**EXERCISE INSTRUCTIONS:** Can you render the material, from its start through the line that contains "63], [77, 66]]", as a Markdown table with the columns Row and Line, numbering each line and skipping blank ones? Leave the pictures out.
╭──
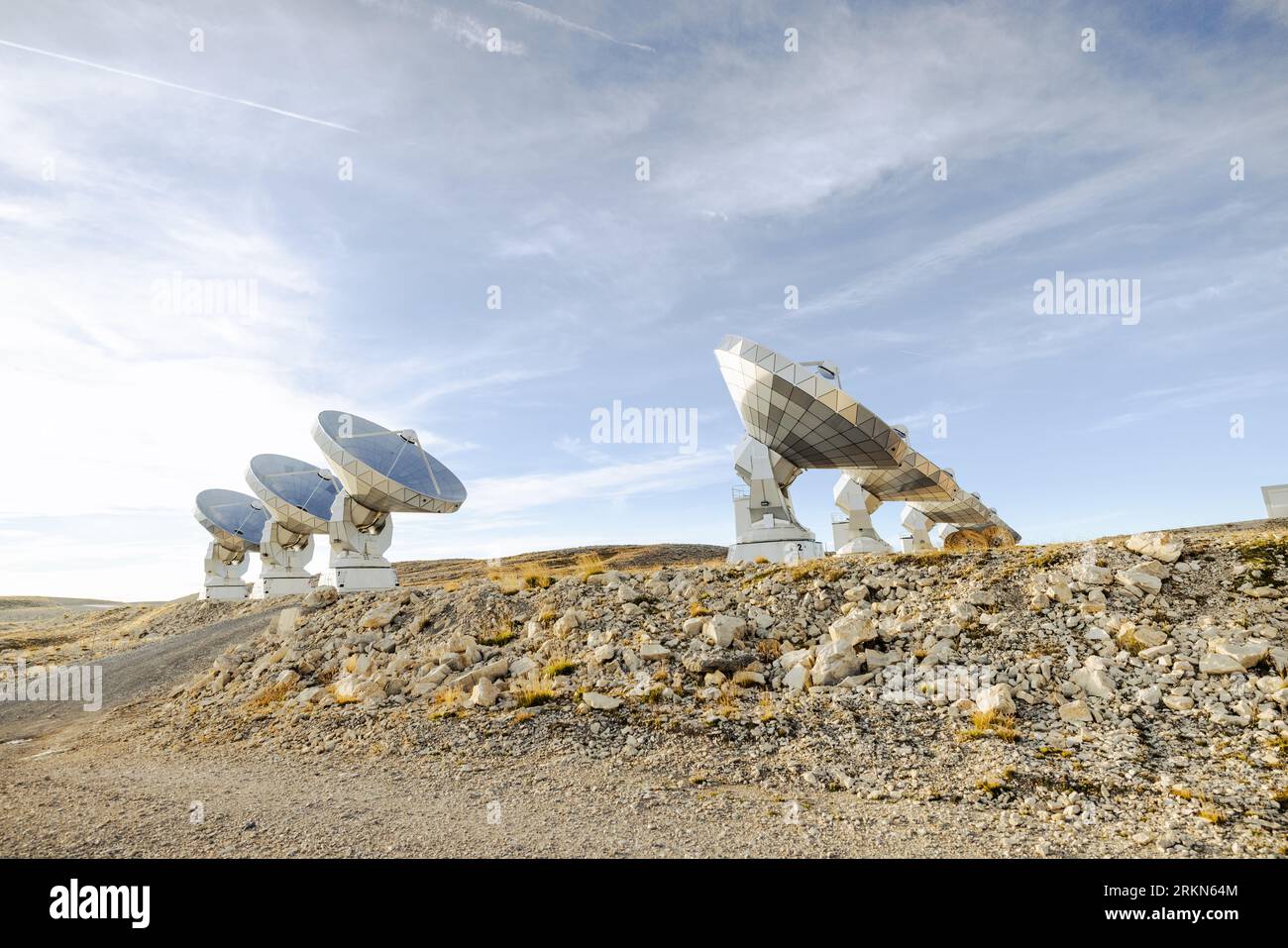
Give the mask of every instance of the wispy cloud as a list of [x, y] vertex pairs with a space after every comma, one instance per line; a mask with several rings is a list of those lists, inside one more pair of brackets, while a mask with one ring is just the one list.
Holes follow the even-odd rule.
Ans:
[[645, 46], [639, 43], [627, 43], [626, 40], [618, 40], [616, 36], [609, 36], [601, 30], [595, 30], [594, 27], [583, 26], [582, 23], [574, 23], [571, 19], [560, 17], [558, 13], [551, 13], [550, 10], [544, 10], [540, 6], [526, 4], [522, 0], [491, 0], [491, 1], [496, 6], [504, 6], [506, 9], [518, 10], [523, 15], [535, 19], [540, 23], [550, 23], [551, 26], [558, 26], [563, 30], [571, 30], [577, 33], [585, 33], [586, 36], [594, 36], [598, 40], [605, 40], [618, 46], [630, 46], [631, 49], [640, 49], [644, 50], [645, 53], [657, 52], [652, 46]]
[[85, 66], [91, 70], [100, 70], [103, 72], [111, 72], [117, 76], [126, 76], [128, 79], [137, 79], [142, 82], [151, 82], [152, 85], [165, 86], [166, 89], [175, 89], [178, 91], [191, 93], [193, 95], [204, 95], [207, 99], [219, 99], [220, 102], [232, 102], [233, 104], [246, 106], [247, 108], [258, 108], [260, 111], [272, 112], [273, 115], [285, 116], [287, 118], [298, 118], [301, 122], [310, 122], [313, 125], [325, 125], [328, 129], [361, 134], [357, 129], [352, 129], [348, 125], [341, 125], [340, 122], [327, 121], [326, 118], [316, 118], [310, 115], [303, 115], [300, 112], [290, 112], [285, 108], [277, 108], [276, 106], [265, 106], [263, 102], [251, 102], [250, 99], [241, 99], [234, 95], [222, 95], [220, 93], [213, 93], [207, 89], [194, 89], [191, 85], [170, 82], [169, 80], [157, 79], [156, 76], [144, 76], [142, 72], [130, 72], [129, 70], [118, 70], [115, 66], [104, 66], [103, 63], [94, 63], [90, 62], [89, 59], [80, 59], [73, 55], [64, 55], [62, 53], [54, 53], [48, 49], [36, 49], [35, 46], [24, 46], [21, 43], [12, 43], [9, 40], [0, 40], [0, 46], [9, 46], [10, 49], [21, 49], [26, 53], [36, 53], [37, 55], [48, 55], [53, 59], [62, 59], [63, 62], [76, 63], [77, 66]]

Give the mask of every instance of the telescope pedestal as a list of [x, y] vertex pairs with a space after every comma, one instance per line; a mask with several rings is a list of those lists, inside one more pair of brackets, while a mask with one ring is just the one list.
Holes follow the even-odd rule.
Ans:
[[397, 589], [398, 573], [384, 558], [394, 538], [389, 514], [362, 506], [341, 489], [331, 505], [327, 537], [331, 560], [318, 586], [334, 586], [341, 594]]
[[277, 520], [264, 524], [259, 541], [259, 578], [251, 599], [287, 596], [313, 589], [313, 576], [304, 567], [313, 559], [313, 537], [287, 529]]
[[246, 583], [242, 577], [250, 563], [245, 553], [229, 550], [211, 542], [206, 546], [206, 581], [198, 599], [245, 599]]
[[935, 524], [911, 504], [903, 507], [903, 527], [911, 536], [903, 538], [904, 553], [929, 553], [935, 549], [930, 528]]
[[799, 563], [822, 556], [823, 544], [796, 519], [787, 492], [801, 469], [750, 437], [738, 444], [733, 466], [747, 493], [733, 498], [738, 536], [729, 562]]
[[832, 497], [845, 514], [844, 520], [832, 524], [837, 553], [891, 553], [890, 544], [872, 526], [872, 514], [881, 506], [880, 500], [849, 474], [841, 474], [832, 488]]

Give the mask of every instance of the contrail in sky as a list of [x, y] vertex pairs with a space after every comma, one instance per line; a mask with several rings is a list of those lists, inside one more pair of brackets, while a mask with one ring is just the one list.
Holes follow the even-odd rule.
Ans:
[[350, 129], [348, 125], [340, 125], [339, 122], [328, 122], [325, 118], [314, 118], [313, 116], [300, 115], [299, 112], [287, 112], [285, 108], [274, 108], [273, 106], [265, 106], [261, 102], [251, 102], [250, 99], [238, 99], [232, 95], [220, 95], [219, 93], [210, 93], [205, 89], [193, 89], [191, 85], [179, 85], [178, 82], [167, 82], [164, 79], [156, 79], [155, 76], [144, 76], [138, 72], [128, 72], [125, 70], [117, 70], [111, 66], [103, 66], [100, 63], [91, 63], [88, 59], [77, 59], [73, 55], [63, 55], [62, 53], [52, 53], [48, 49], [36, 49], [35, 46], [23, 46], [21, 43], [10, 43], [9, 40], [0, 40], [0, 46], [12, 46], [13, 49], [22, 49], [27, 53], [39, 53], [40, 55], [53, 57], [54, 59], [62, 59], [68, 63], [76, 63], [77, 66], [89, 66], [91, 70], [102, 70], [103, 72], [115, 72], [117, 76], [129, 76], [130, 79], [140, 79], [144, 82], [152, 82], [155, 85], [164, 85], [166, 89], [178, 89], [184, 93], [193, 93], [194, 95], [205, 95], [210, 99], [220, 99], [223, 102], [233, 102], [238, 106], [249, 106], [251, 108], [259, 108], [264, 112], [273, 112], [274, 115], [285, 115], [287, 118], [299, 118], [301, 122], [313, 122], [314, 125], [325, 125], [328, 129], [339, 129], [340, 131], [352, 131], [355, 135], [362, 133], [357, 129]]

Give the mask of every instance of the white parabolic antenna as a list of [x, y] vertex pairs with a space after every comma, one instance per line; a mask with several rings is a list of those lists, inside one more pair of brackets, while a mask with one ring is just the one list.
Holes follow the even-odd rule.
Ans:
[[390, 514], [451, 514], [465, 502], [465, 486], [447, 465], [420, 447], [415, 431], [390, 430], [352, 412], [325, 411], [313, 441], [339, 478], [327, 535], [331, 565], [319, 585], [341, 592], [398, 585], [384, 558], [393, 540]]
[[331, 471], [286, 455], [255, 455], [246, 483], [274, 520], [294, 533], [326, 533], [337, 487]]
[[246, 483], [272, 519], [260, 538], [259, 578], [252, 599], [308, 592], [313, 535], [326, 533], [337, 486], [331, 471], [286, 455], [255, 455]]
[[730, 562], [822, 556], [823, 545], [796, 519], [792, 482], [811, 468], [898, 471], [907, 442], [841, 390], [831, 363], [810, 367], [742, 336], [725, 336], [715, 356], [747, 429], [734, 453], [747, 493], [734, 497]]
[[734, 497], [732, 562], [822, 555], [788, 496], [796, 477], [811, 468], [841, 470], [832, 492], [844, 513], [832, 523], [837, 553], [890, 551], [872, 527], [872, 514], [887, 501], [905, 501], [903, 524], [912, 533], [905, 549], [913, 551], [931, 549], [935, 524], [951, 532], [951, 546], [1019, 541], [951, 470], [913, 451], [905, 430], [846, 394], [835, 362], [793, 362], [742, 336], [725, 336], [715, 354], [747, 429], [734, 459], [748, 491]]
[[249, 493], [211, 488], [197, 495], [192, 515], [214, 537], [206, 547], [202, 599], [245, 599], [247, 553], [259, 551], [268, 523], [264, 505]]

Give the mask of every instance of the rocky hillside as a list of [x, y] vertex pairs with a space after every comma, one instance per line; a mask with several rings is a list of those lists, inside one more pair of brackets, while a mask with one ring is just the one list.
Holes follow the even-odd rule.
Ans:
[[[8, 608], [12, 603], [23, 605]], [[265, 608], [272, 604], [197, 602], [194, 596], [170, 603], [0, 600], [0, 665], [19, 658], [28, 666], [85, 662]]]
[[1285, 527], [318, 590], [149, 739], [549, 746], [783, 800], [947, 801], [1029, 853], [1283, 854]]

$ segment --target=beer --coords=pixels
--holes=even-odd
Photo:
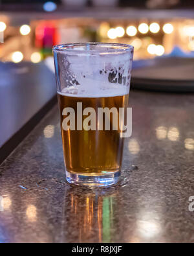
[[[124,137],[132,130],[127,106],[133,47],[78,43],[52,49],[66,180],[78,185],[115,184]]]
[[[81,102],[83,110],[92,108],[119,108],[127,105],[128,95],[106,97],[76,97],[58,93],[64,159],[68,172],[81,175],[99,176],[118,172],[121,168],[124,139],[120,131],[113,129],[113,116],[110,116],[110,130],[69,130],[62,127],[65,108],[72,108],[77,116],[77,103]],[[86,117],[83,117],[83,120]]]

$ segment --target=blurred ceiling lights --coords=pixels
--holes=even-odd
[[[156,22],[153,22],[149,25],[149,30],[154,34],[158,33],[160,30],[160,25]]]
[[[19,63],[23,59],[23,55],[21,52],[14,52],[12,54],[12,60],[13,62]]]
[[[43,9],[45,12],[54,12],[57,8],[57,5],[53,2],[46,2],[43,5]]]
[[[156,45],[154,43],[151,43],[151,45],[147,46],[147,51],[150,54],[155,54],[156,52]]]
[[[38,63],[41,60],[41,54],[38,52],[33,52],[31,55],[31,62],[33,63]]]
[[[135,26],[129,26],[127,28],[126,33],[129,36],[135,36],[137,33],[137,29]]]
[[[138,30],[142,34],[146,34],[149,30],[148,25],[146,23],[141,23],[138,26]]]
[[[164,33],[171,34],[174,30],[174,27],[171,24],[166,23],[166,24],[164,24],[162,29],[163,29],[163,31],[164,32]]]
[[[122,27],[117,27],[115,29],[116,36],[118,38],[122,38],[125,34],[125,30]]]
[[[31,31],[30,27],[28,25],[23,25],[19,29],[19,32],[23,36],[27,36]]]
[[[1,21],[0,22],[0,32],[3,32],[6,30],[6,25],[5,22]]]
[[[156,45],[154,43],[148,45],[147,51],[150,54],[156,54],[157,56],[162,56],[165,52],[164,46],[161,45]]]
[[[107,32],[107,36],[110,39],[116,38],[116,31],[114,29],[110,29]]]

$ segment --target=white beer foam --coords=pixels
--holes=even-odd
[[[99,89],[99,88],[98,88]],[[116,96],[124,96],[129,93],[129,87],[123,86],[113,86],[101,87],[98,93],[89,93],[83,89],[81,86],[72,86],[69,88],[64,88],[58,93],[63,96],[79,98],[102,98]]]

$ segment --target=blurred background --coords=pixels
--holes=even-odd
╰──
**SOLVED EXERCISE:**
| Row | Line |
|---|---|
| 1 | Give the mask of every instance of the wispy cloud as a list of [x, y] vertex pairs with a space after every comma, one instance per line; a mask with several rings is a list of those lists, inside one more pair of brackets, while a mask with one ring is just the one list. |
| 2 | Holes follow the even-odd rule. |
| 3 | Ans: |
| 4 | [[645, 46], [639, 43], [627, 43], [626, 40], [618, 40], [616, 36], [609, 36], [601, 30], [595, 30], [594, 27], [583, 26], [582, 23], [574, 23], [571, 19], [560, 17], [558, 13], [551, 13], [550, 10], [544, 10], [540, 6], [526, 4], [522, 0], [491, 0], [491, 1], [496, 6], [504, 6], [506, 9], [518, 10], [523, 15], [535, 19], [540, 23], [550, 23], [551, 26], [558, 26], [563, 30], [571, 30], [577, 33], [585, 33], [586, 36], [594, 36], [598, 40], [605, 40], [618, 46], [630, 46], [631, 49], [640, 49], [644, 50], [645, 53], [657, 52], [652, 46]] |
| 5 | [[85, 66], [91, 70], [100, 70], [103, 72], [111, 72], [117, 76], [126, 76], [128, 79], [137, 79], [142, 82], [151, 82], [152, 85], [165, 86], [166, 89], [175, 89], [178, 91], [191, 93], [193, 95], [204, 95], [207, 99], [219, 99], [220, 102], [232, 102], [233, 104], [246, 106], [247, 108], [258, 108], [260, 111], [272, 112], [273, 115], [285, 116], [287, 118], [298, 118], [301, 122], [310, 122], [313, 125], [325, 125], [328, 129], [361, 134], [357, 129], [352, 129], [348, 125], [341, 125], [340, 122], [327, 121], [326, 118], [316, 118], [310, 115], [303, 115], [300, 112], [290, 112], [285, 108], [277, 108], [276, 106], [265, 106], [263, 102], [251, 102], [250, 99], [241, 99], [234, 95], [222, 95], [220, 93], [213, 93], [207, 89], [194, 89], [191, 85], [170, 82], [169, 80], [157, 79], [156, 76], [144, 76], [142, 72], [130, 72], [129, 70], [118, 70], [115, 66], [104, 66], [103, 63], [94, 63], [90, 62], [89, 59], [80, 59], [73, 55], [64, 55], [62, 53], [54, 53], [48, 49], [36, 49], [35, 46], [24, 46], [21, 43], [12, 43], [9, 40], [0, 40], [0, 46], [9, 46], [10, 49], [21, 49], [26, 53], [36, 53], [37, 55], [48, 55], [53, 59], [62, 59], [63, 62], [76, 63], [77, 66]] |